WHAT IS ASKED:
• 1. In the article on the Russia investigation origins conspiracy theory, what was Julian Assange supposed to do in exchange for the presidential pardon that Dana Rohrabacher offered? Answer in one to three sentences.
• 2. List every conspiracy theory that the article on the Russia investigation origins conspiracy theory says the narrative includes.
• 3. Carry on the article about the Russia investigation origins conspiracy theory, starting after its final sentence.

TEXT SECTION:

^^^^^^^^

= Russia investigation origins conspiracy theory =

Conspiracy theory concerning the 2016 US elections

The Russia investigation origins conspiracy theory or Russia counter-narrative is a conspiracy theory created by Donald Trump, Rudy Giuliani, Republican Party leaders, and right-wing conservatives that attacks the legitimacy and conclusions of multiple investigations into Russian interference in the 2016 elections and the public and secretive links between Russian intelligence and Trump associates. Trump in particular has attacked the origins and conclusions of the Crossfire Hurricane and Mueller investigations and ordered Attorney General William Barr and U.S. attorney John Durham to conduct reviews of the investigations.

The narrative includes conspiracy theories such as Trump's Spygate theory, accusations of a secretive, elite "deep state" network, descriptions of the Russian interference investigations as an illegal "Russian collusion hoax", that the "real collusion" was between Hillary Clinton, Democrats, and Russia – and later, Ukraine.

Giuliani and Trump alleged the Russian government had been framed, and that it was the Ukrainian government that had interfered to benefit Hillary Clinton. It was later revealed in court by lawyers for Julian Assange that Dana Rohrabacher, acting on behalf of Trump, had made a quid pro quo offer of a presidential pardon to Assange, in exchange for Assange covering up Russian involvement by declaring that "Russia had nothing to do with the DNC leaks".

^^^^^^^^

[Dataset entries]
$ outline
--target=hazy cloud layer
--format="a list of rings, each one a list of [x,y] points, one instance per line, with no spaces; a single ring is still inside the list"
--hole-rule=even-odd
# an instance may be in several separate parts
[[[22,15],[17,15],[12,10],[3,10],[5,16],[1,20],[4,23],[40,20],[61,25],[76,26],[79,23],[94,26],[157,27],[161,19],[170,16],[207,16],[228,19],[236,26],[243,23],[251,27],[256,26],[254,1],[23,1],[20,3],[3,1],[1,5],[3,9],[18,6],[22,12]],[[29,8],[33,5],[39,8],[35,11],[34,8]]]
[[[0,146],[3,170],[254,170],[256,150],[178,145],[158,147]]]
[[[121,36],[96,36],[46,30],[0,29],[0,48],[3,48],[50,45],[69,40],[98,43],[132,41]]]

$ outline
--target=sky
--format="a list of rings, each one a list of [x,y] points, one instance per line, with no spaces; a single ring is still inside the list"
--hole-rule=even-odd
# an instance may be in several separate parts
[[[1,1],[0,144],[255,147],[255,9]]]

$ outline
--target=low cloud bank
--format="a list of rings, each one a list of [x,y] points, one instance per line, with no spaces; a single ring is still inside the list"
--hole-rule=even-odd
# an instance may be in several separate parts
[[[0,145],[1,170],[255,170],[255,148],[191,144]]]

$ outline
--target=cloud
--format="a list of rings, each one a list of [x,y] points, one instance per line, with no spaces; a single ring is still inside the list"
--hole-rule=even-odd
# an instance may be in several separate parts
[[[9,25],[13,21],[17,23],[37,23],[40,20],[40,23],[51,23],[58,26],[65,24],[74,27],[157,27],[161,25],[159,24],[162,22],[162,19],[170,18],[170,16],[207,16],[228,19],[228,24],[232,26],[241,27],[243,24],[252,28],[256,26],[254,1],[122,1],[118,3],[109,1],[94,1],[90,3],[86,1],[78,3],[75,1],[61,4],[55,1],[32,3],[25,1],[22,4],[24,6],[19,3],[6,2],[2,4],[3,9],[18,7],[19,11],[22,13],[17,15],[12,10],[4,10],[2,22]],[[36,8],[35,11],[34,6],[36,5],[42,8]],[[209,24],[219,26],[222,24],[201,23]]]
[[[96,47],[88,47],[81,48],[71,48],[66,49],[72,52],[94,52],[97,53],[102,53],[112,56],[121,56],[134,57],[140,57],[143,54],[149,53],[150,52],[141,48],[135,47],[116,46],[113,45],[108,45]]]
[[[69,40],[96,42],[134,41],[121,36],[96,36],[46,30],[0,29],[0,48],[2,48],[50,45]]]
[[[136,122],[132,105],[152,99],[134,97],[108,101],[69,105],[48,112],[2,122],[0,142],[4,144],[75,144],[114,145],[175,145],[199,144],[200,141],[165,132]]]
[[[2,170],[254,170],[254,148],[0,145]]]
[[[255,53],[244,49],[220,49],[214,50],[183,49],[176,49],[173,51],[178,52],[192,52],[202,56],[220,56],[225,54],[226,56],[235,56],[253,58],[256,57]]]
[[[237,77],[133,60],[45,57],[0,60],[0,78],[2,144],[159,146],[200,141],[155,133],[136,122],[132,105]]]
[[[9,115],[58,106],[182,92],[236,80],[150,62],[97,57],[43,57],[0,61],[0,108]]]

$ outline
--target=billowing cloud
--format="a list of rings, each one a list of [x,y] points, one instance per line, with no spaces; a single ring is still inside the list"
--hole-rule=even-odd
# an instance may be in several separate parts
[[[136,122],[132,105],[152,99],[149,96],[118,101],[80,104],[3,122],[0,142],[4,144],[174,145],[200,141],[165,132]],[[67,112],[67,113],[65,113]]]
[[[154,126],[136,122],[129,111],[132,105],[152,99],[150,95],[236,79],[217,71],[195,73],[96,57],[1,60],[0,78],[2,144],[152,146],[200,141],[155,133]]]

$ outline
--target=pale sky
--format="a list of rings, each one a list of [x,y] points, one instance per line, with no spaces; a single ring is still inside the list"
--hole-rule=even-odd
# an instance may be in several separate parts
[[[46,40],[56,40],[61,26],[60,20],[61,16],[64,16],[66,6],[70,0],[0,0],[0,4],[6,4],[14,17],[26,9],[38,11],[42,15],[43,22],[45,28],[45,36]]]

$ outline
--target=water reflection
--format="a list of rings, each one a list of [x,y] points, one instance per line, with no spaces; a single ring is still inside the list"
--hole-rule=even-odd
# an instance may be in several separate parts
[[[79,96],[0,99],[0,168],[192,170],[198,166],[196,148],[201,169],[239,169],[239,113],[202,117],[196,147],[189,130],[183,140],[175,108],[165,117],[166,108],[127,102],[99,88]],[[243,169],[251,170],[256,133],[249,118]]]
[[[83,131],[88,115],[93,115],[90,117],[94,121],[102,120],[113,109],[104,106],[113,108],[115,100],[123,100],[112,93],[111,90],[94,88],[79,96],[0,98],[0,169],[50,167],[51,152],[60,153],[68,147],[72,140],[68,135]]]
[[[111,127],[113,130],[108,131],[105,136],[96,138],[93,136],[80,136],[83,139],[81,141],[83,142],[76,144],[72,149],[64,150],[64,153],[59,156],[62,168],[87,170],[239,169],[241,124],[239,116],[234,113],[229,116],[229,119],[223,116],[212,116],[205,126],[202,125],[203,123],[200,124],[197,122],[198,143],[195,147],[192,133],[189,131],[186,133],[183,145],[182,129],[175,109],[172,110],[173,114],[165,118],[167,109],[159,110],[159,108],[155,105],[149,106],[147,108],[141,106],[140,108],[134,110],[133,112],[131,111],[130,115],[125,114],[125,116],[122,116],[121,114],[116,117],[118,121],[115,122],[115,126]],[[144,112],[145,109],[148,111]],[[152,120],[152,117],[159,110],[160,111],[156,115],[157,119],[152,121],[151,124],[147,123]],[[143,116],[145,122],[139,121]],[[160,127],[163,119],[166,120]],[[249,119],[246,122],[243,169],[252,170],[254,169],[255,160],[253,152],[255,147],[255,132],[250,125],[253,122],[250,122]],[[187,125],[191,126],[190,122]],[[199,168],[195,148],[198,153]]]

^^^^^^^^

ANSWERS TO THE EXERCISES:
• 1. Assange was to cover up Russian involvement by declaring that "Russia had nothing to do with the DNC leaks." Rohrabacher, acting on behalf of Trump, offered the pardon as a quid pro quo for that statement.

• 2.
- Trump's Spygate theory
- Accusations of a secretive, elite "deep state" network
- Descriptions of the Russian interference investigations as an illegal "Russian collusion hoax"
- The claim that the "real collusion" was between Hillary Clinton, Democrats, and Russia, and later Ukraine

• 3.
A further investigation by the Republican-controlled Senate Intelligence Committee published in 2020 confirmed the intelligence community's claim that Putin's "interference in the 2016 U.S. presidential election" in favor of Trump was unprecedented in its "manner and aggressiveness". The following allegations have been publicly corroborated by U.S. intelligence agencies, the January 2017 ODNI report, and the Mueller report: "that the Russian government was working to get Mr. Trump elected"; (Note: "Parts of the dossier have proved prescient. Its main assertion – that the Russian government was working to get Mr. Trump elected – was hardly an established fact when it was first laid out by Mr. Steele in June 2016. But it has since been backed up by the United States' own intelligence agencies – and Mr. Mueller's investigation. The dossier's talk of Russian efforts to cultivate some people in Mr. Trump's orbit was similarly unknown when first detailed in one of Mr. Steele's reports, but it has proved broadly accurate as well.") that Russia sought "to cultivate people in Trump's orbit"; that Trump campaign officials and associates had secretive contacts with Russian officials and agents; that Putin favored Trump over Hillary Clinton; that Putin personally ordered an "influence campaign" to harm Clinton's campaign and to "undermine public faith in the US democratic process"; and that he ordered cyberattacks on both parties.

==Background==

Official U.S. government investigations into Russian election interference and links between Russian intelligence and Trump associates started when the Federal Bureau of Investigation (FBI) launched the Crossfire Hurricane investigation (July 31, 2016, to May 17, 2017), and continued with the "Mueller investigation" (or Special Counsel investigation, 2017–2019) established after Trump fired FBI director James Comey (raising suspicions of obstruction of justice).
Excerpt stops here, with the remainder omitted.